--- DATA TO EXAMINE ---
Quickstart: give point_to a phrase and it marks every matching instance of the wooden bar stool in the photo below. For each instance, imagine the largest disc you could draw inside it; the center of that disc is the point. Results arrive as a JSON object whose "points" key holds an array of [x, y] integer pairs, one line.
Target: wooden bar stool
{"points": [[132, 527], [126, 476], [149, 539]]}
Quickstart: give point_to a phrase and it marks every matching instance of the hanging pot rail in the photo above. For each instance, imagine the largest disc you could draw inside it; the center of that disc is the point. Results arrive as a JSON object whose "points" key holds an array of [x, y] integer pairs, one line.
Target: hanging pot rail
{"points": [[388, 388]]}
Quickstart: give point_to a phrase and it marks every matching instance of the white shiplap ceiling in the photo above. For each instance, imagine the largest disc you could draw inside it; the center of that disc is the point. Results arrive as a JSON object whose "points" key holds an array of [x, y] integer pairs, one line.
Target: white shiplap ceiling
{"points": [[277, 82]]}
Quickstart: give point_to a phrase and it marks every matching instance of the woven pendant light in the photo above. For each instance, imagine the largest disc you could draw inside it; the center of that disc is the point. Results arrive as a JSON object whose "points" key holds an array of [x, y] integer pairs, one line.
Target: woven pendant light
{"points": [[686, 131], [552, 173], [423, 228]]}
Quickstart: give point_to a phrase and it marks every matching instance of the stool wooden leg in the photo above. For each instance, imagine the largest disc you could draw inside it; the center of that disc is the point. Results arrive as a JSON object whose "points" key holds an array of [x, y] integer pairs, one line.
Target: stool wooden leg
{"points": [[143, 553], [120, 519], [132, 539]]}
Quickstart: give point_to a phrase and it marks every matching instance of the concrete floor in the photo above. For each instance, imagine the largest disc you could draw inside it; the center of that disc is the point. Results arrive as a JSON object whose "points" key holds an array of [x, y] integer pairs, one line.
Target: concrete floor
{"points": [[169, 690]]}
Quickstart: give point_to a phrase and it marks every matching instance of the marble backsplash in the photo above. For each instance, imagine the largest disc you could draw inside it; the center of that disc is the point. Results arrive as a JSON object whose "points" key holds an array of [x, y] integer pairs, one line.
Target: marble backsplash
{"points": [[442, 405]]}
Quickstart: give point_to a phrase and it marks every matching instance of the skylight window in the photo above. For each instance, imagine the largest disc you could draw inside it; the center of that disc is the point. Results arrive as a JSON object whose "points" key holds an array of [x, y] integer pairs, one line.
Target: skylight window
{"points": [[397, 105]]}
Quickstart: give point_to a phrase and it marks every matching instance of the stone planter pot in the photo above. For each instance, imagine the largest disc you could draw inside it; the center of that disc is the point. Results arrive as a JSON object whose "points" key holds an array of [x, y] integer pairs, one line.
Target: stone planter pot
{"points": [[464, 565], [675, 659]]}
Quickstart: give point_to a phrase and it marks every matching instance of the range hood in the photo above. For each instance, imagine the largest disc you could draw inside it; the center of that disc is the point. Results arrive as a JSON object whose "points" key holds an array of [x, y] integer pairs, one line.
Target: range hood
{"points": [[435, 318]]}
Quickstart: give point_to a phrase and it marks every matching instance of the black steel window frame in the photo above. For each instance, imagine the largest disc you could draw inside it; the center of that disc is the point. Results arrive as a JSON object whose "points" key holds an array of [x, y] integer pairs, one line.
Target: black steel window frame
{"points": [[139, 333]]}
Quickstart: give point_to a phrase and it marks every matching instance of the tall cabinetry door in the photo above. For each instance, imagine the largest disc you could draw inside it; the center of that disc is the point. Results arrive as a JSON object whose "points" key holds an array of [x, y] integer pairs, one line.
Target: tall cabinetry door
---
:: YOUR INSTRUCTIONS ::
Go through the listing above and write out exactly the lines starting with the one holding "of the woven" and running through the one holding "of the stool", ends included, and no others.

:: WORKED SOLUTION ::
Quickstart: give point_to a phrase and it marks every matching instance of the woven pendant light in the photo above. For each instance, imagine the largest disc you could draw inside it; the center of that disc is the point. Results arrive as a JSON object whose "points" key holds an array of [x, y] integer pairs, one line.
Target: woven pendant light
{"points": [[686, 131], [552, 173], [423, 228]]}
Quickstart: give point_to a phrase and it marks every matching instance of the stool wooden leg in the photo above. For each instance, imagine the largest disc you could draw inside it; the center of that disc is the point. Results arrive as a JSON object whose "points" key holds an array of [x, y] integer pairs, one line.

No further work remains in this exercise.